Aim:
Could you write out every line of the records below as a numbered list, leaving out the blank lines?

Dataset content:
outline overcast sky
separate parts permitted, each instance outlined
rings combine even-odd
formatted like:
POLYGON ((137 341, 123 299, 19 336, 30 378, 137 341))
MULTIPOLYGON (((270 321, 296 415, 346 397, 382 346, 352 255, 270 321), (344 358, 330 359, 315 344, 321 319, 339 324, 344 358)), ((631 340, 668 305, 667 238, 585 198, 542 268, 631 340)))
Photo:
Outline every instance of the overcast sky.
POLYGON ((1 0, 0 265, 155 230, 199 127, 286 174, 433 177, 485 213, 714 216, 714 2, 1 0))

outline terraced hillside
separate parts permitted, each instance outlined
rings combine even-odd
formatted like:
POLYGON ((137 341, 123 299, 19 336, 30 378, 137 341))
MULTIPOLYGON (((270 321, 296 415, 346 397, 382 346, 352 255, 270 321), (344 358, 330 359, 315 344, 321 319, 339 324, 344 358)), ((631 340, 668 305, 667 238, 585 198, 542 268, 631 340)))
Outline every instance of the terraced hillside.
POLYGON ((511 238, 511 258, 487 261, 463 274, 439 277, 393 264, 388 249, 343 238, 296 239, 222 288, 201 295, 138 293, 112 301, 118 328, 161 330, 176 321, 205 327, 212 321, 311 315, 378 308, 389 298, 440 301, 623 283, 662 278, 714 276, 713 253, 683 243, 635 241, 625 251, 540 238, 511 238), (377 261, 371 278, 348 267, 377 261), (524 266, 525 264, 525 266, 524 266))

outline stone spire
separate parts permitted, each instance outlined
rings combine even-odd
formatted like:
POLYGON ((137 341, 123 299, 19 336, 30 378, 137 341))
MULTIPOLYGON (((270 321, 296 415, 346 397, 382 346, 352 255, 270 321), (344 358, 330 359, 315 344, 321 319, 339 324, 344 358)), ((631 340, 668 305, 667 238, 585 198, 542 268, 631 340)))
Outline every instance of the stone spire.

Reply:
1. outline overcast sky
2. separate parts permitted, each instance outlined
3. rings combine even-odd
4. formatted like:
5. POLYGON ((137 341, 123 299, 19 336, 30 378, 137 341))
6. MULTIPOLYGON (((270 321, 296 415, 346 397, 382 346, 352 255, 270 321), (344 358, 330 359, 315 344, 321 319, 339 324, 344 358)), ((631 340, 668 305, 667 238, 585 198, 542 268, 631 340)))
7. Photo:
8. Outline every instance of the overcast sky.
9. POLYGON ((1 0, 0 265, 155 230, 199 127, 286 174, 433 177, 485 213, 714 216, 714 2, 1 0))
10. outline terraced hillside
11. separate parts permitted, each instance outlined
12. rings combine even-odd
13. formatted like:
14. POLYGON ((137 341, 123 299, 19 336, 30 378, 137 341))
15. MULTIPOLYGON (((270 321, 296 415, 346 397, 382 346, 352 255, 270 321), (344 358, 330 359, 315 344, 321 319, 339 324, 344 358)), ((631 340, 668 305, 667 238, 585 198, 542 268, 631 340)))
16. Outline every instance of the terraced hillside.
17. POLYGON ((511 238, 511 258, 487 261, 463 274, 439 277, 393 264, 388 249, 343 238, 296 239, 222 288, 201 295, 138 293, 112 301, 118 328, 161 330, 176 321, 205 327, 212 321, 311 315, 378 308, 389 298, 440 301, 623 283, 662 278, 714 276, 713 253, 683 243, 635 241, 625 251, 540 238, 511 238), (377 261, 371 278, 348 267, 377 261), (524 266, 525 264, 525 266, 524 266))
18. outline stone spire
19. separate parts permitted, each instance outlined
20. rings combine even-odd
21. formatted like:
22. POLYGON ((137 341, 123 299, 19 336, 30 378, 137 341))
23. MULTIPOLYGON (((270 321, 296 415, 346 397, 382 346, 352 255, 270 321), (344 358, 330 359, 315 344, 321 319, 339 324, 344 358)), ((631 340, 668 305, 667 238, 585 198, 542 268, 631 340)))
24. Outline every instance of the stone spire.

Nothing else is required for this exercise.